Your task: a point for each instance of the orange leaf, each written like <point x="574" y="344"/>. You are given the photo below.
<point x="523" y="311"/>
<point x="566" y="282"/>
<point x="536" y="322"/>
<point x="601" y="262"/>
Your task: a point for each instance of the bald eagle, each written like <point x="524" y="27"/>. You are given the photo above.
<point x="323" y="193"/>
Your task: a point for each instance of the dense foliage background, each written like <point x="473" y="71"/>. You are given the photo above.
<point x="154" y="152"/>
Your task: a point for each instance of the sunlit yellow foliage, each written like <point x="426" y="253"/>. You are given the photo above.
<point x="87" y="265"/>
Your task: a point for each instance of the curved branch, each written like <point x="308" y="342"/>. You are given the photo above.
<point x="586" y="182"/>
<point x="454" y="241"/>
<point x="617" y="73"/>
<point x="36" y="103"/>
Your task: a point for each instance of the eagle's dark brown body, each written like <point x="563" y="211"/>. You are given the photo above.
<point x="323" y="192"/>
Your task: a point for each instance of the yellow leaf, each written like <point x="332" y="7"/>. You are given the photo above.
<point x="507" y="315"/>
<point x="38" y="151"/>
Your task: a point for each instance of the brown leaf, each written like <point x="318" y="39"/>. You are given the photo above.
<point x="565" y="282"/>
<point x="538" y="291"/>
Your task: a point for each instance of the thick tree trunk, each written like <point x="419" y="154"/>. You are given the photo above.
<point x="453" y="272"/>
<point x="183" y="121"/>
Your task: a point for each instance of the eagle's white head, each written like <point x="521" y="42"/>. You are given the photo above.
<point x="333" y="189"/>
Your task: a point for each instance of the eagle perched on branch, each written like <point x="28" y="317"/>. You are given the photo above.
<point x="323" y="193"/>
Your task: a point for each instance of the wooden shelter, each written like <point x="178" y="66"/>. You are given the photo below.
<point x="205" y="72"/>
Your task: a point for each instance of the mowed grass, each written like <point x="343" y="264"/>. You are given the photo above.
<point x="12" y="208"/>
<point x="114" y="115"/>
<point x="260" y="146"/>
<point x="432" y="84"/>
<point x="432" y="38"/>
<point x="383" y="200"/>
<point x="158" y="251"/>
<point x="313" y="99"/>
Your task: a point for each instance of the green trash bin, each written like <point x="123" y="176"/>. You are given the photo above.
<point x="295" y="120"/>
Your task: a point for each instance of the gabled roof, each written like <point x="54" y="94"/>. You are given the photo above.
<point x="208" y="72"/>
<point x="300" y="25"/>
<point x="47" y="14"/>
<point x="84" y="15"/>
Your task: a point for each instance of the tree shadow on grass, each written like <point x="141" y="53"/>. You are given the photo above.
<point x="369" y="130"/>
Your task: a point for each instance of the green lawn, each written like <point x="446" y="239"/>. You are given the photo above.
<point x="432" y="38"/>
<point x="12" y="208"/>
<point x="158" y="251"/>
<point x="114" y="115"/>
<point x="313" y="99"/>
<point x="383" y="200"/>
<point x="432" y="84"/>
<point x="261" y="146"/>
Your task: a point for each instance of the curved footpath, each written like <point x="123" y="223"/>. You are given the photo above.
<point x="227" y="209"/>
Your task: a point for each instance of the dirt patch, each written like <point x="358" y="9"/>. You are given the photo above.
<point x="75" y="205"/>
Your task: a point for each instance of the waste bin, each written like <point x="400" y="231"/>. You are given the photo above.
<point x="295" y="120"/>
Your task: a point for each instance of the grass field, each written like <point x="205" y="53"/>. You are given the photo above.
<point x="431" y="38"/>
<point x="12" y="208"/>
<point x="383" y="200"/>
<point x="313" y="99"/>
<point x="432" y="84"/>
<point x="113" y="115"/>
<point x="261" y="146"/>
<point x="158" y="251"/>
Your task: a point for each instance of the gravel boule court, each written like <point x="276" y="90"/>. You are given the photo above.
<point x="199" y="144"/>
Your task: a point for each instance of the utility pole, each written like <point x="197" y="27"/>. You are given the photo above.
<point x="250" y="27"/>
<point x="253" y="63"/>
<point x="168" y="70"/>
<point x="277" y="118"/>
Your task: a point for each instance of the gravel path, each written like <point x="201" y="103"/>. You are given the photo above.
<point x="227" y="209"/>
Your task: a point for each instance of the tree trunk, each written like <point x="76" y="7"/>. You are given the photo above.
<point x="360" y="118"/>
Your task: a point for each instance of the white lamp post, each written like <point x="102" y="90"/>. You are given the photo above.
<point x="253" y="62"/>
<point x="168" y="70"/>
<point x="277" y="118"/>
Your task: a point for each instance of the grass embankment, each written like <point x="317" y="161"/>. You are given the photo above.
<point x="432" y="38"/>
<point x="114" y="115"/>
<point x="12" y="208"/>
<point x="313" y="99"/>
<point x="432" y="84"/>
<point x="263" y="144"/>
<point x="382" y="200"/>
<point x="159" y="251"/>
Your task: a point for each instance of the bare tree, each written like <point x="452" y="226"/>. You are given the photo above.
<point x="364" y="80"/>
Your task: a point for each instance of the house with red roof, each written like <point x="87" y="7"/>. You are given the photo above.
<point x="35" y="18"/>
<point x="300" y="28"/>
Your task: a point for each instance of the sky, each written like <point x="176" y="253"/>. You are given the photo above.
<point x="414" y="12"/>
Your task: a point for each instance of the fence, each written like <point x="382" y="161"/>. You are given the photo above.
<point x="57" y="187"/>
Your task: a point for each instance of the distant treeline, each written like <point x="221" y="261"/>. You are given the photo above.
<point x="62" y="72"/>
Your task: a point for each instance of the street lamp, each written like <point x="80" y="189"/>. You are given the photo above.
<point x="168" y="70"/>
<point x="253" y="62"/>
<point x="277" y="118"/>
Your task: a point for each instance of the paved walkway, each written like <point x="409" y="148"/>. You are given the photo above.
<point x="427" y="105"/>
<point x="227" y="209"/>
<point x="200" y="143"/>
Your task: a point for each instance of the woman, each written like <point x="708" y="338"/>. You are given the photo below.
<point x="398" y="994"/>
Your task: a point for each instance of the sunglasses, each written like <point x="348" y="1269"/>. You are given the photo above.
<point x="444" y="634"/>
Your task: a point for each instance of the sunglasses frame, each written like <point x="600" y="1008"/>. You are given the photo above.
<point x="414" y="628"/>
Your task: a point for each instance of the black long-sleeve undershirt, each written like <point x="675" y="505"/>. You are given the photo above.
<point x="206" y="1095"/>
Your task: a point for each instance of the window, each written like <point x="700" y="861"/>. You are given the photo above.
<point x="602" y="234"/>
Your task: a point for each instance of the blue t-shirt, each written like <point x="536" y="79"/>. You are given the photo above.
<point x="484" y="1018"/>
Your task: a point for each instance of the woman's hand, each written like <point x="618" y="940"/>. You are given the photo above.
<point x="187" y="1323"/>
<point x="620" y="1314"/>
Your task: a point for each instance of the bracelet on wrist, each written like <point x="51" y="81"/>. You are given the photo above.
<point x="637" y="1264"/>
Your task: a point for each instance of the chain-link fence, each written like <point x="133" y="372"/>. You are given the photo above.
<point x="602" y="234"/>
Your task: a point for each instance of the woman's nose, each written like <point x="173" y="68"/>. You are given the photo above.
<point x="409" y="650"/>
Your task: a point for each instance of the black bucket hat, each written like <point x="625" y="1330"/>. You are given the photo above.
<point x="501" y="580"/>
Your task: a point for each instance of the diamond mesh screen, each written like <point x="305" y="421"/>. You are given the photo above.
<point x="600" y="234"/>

Prompt: Extract the complete data, matching each line exactly.

Response area:
Your task: a point for each instance of the orange leaf, each written like <point x="574" y="344"/>. You are given the photo below.
<point x="523" y="311"/>
<point x="566" y="282"/>
<point x="536" y="322"/>
<point x="601" y="262"/>
Your task: a point for each instance of the bald eagle, each written like <point x="524" y="27"/>. You are given the photo above.
<point x="323" y="193"/>
Your task: a point for each instance of the dense foliage background, each written like <point x="473" y="71"/>. You are given the photo above.
<point x="154" y="152"/>
Your task: a point for each instance of the sunlit yellow foliage, each written like <point x="426" y="253"/>. You are given the photo above.
<point x="87" y="265"/>
Your task: a point for each instance of the curved branch, each written like <point x="308" y="342"/>. You are given the photo above.
<point x="586" y="182"/>
<point x="454" y="241"/>
<point x="617" y="73"/>
<point x="36" y="103"/>
Your task: a point for each instance of the eagle's dark brown body, each written like <point x="563" y="211"/>. You are given the photo above.
<point x="323" y="192"/>
Your task: a point for each instance of the yellow leaf, each written like <point x="332" y="7"/>. You are given the photo above.
<point x="507" y="315"/>
<point x="38" y="151"/>
Your task: a point for each instance of the brown leaf, each written like <point x="318" y="39"/>. You are given the photo above.
<point x="565" y="282"/>
<point x="538" y="291"/>
Your task: a point for each instance of the thick tree trunk, each written like <point x="419" y="154"/>. You are given the photo above.
<point x="453" y="272"/>
<point x="183" y="121"/>
Your task: a point for each instance of the eagle's white head, each written like <point x="521" y="42"/>. You are given the photo above.
<point x="333" y="189"/>
Your task: a point for each instance of the eagle perched on branch, each written like <point x="28" y="317"/>. You are given the photo above.
<point x="323" y="193"/>
Your task: a point for each instance of the wooden shelter, each written like <point x="178" y="66"/>. You are given the photo below.
<point x="205" y="72"/>
Your task: a point for each instance of the mowed grass, each written like <point x="343" y="264"/>. You are given the photo above.
<point x="12" y="208"/>
<point x="114" y="115"/>
<point x="260" y="146"/>
<point x="432" y="84"/>
<point x="432" y="38"/>
<point x="383" y="200"/>
<point x="158" y="251"/>
<point x="313" y="99"/>
Your task: a point for each instance of the green trash bin, each written like <point x="123" y="176"/>. You are given the photo above.
<point x="295" y="120"/>
Your task: a point for each instance of the gabled roof, each written like <point x="54" y="94"/>. You are given the photo above.
<point x="208" y="72"/>
<point x="300" y="25"/>
<point x="47" y="14"/>
<point x="84" y="15"/>
Your task: a point for each instance of the tree shadow on grass, each written like <point x="141" y="53"/>. You are given the photo above.
<point x="369" y="130"/>
Your task: a point for each instance of the green lawn, each written like <point x="446" y="239"/>. You are given the photo above.
<point x="432" y="38"/>
<point x="12" y="208"/>
<point x="158" y="251"/>
<point x="114" y="115"/>
<point x="313" y="99"/>
<point x="383" y="200"/>
<point x="432" y="84"/>
<point x="261" y="146"/>
Your task: a point for each instance of the curved footpath, each written like <point x="123" y="223"/>. You are given the photo above.
<point x="227" y="209"/>
Your task: a point for each instance of the dirt patch, each written like <point x="358" y="9"/>. You are given the photo above.
<point x="75" y="205"/>
Your task: a point for each instance of the waste bin, each written like <point x="400" y="231"/>. You are given the photo above.
<point x="295" y="120"/>
Your task: a point for each instance of the grass field, each written like <point x="205" y="53"/>. You are given the photo above.
<point x="431" y="38"/>
<point x="12" y="208"/>
<point x="383" y="200"/>
<point x="313" y="99"/>
<point x="432" y="84"/>
<point x="113" y="115"/>
<point x="261" y="146"/>
<point x="158" y="251"/>
Your task: a point for each instance of the gravel boule court, each written like <point x="276" y="90"/>. You are given the photo above.
<point x="199" y="144"/>
Your task: a point for each instance of the utility pole, each written like <point x="197" y="27"/>. You are given the photo above.
<point x="250" y="27"/>
<point x="253" y="63"/>
<point x="168" y="70"/>
<point x="277" y="118"/>
Your task: a point for each instance of the gravel path, each written like <point x="201" y="103"/>. You are given the photo above.
<point x="227" y="209"/>
Your task: a point for each instance of the tree trunk, each written like <point x="76" y="7"/>. You are given the photo above.
<point x="360" y="118"/>
Your task: a point for each instance of the white lamp post, each written like <point x="102" y="90"/>. You are given the photo above.
<point x="253" y="62"/>
<point x="168" y="70"/>
<point x="277" y="118"/>
Your task: a point for each instance of the grass embankment, each written like <point x="317" y="161"/>. You are given the photo above.
<point x="432" y="38"/>
<point x="114" y="115"/>
<point x="12" y="208"/>
<point x="313" y="99"/>
<point x="432" y="84"/>
<point x="263" y="144"/>
<point x="382" y="200"/>
<point x="159" y="251"/>
Your task: a point for each instance of the bare tree, each written like <point x="452" y="226"/>. You are given the photo above.
<point x="364" y="80"/>
Your task: a point for each instance of the house with red roof, each written like <point x="87" y="7"/>. You are given the photo above.
<point x="35" y="18"/>
<point x="300" y="28"/>
Your task: a point for each instance of the sky, each written like <point x="176" y="253"/>. You are given the photo above.
<point x="414" y="12"/>
Your task: a point for each instance of the fence, each written like <point x="382" y="161"/>. You are given the photo above.
<point x="57" y="187"/>
Your task: a point for each instance of the distant treeline, each written like <point x="221" y="261"/>. You are given the photo above.
<point x="62" y="72"/>
Your task: a point for each instance of the street lamp, each written like <point x="80" y="189"/>. You are given the photo above.
<point x="168" y="70"/>
<point x="253" y="62"/>
<point x="277" y="118"/>
Your task: a point for each instance of the paved walkway, each written like <point x="409" y="148"/>. You are given the photo above.
<point x="427" y="105"/>
<point x="227" y="209"/>
<point x="200" y="143"/>
Your task: a point for each instance of the woman, each written like <point x="708" y="338"/>. You are given the photo below.
<point x="398" y="994"/>
Your task: a point for each instance of the sunglasses, each written like <point x="348" y="1269"/>. You are given the photo above.
<point x="444" y="634"/>
Your task: a point for each instance of the sunglasses frame, each written like <point x="600" y="1008"/>. You are given the photo above.
<point x="414" y="628"/>
Your task: a point for each instance of the black long-sleeve undershirt, each written like <point x="675" y="505"/>. You are given the photo above.
<point x="206" y="1095"/>
Your task: a point for each instance of the window, each written like <point x="700" y="861"/>. You are given the photo above.
<point x="602" y="234"/>
Your task: a point for each instance of the blue t-shirt, each written like <point x="536" y="79"/>. You are given the photo above.
<point x="484" y="1018"/>
Your task: a point for each instance of the woman's hand, each written like <point x="618" y="940"/>. You are given the photo above.
<point x="187" y="1323"/>
<point x="620" y="1314"/>
Your task: a point for each instance of the bracelet on wrist, each written like <point x="51" y="81"/>. You are given the photo above.
<point x="637" y="1264"/>
Your task: a point for each instance of the chain-link fence, each written like <point x="133" y="372"/>. You are given the photo above.
<point x="602" y="234"/>
Your task: a point for each instance of the woman's nose, each written like <point x="173" y="68"/>. You are given the photo above.
<point x="409" y="650"/>
Your task: a point for each instance of the black bucket hat, each written like <point x="625" y="1330"/>. You are given the photo above.
<point x="501" y="580"/>
Your task: a point for each instance of the diamond mesh screen, each written like <point x="305" y="421"/>. You are given the photo above.
<point x="600" y="234"/>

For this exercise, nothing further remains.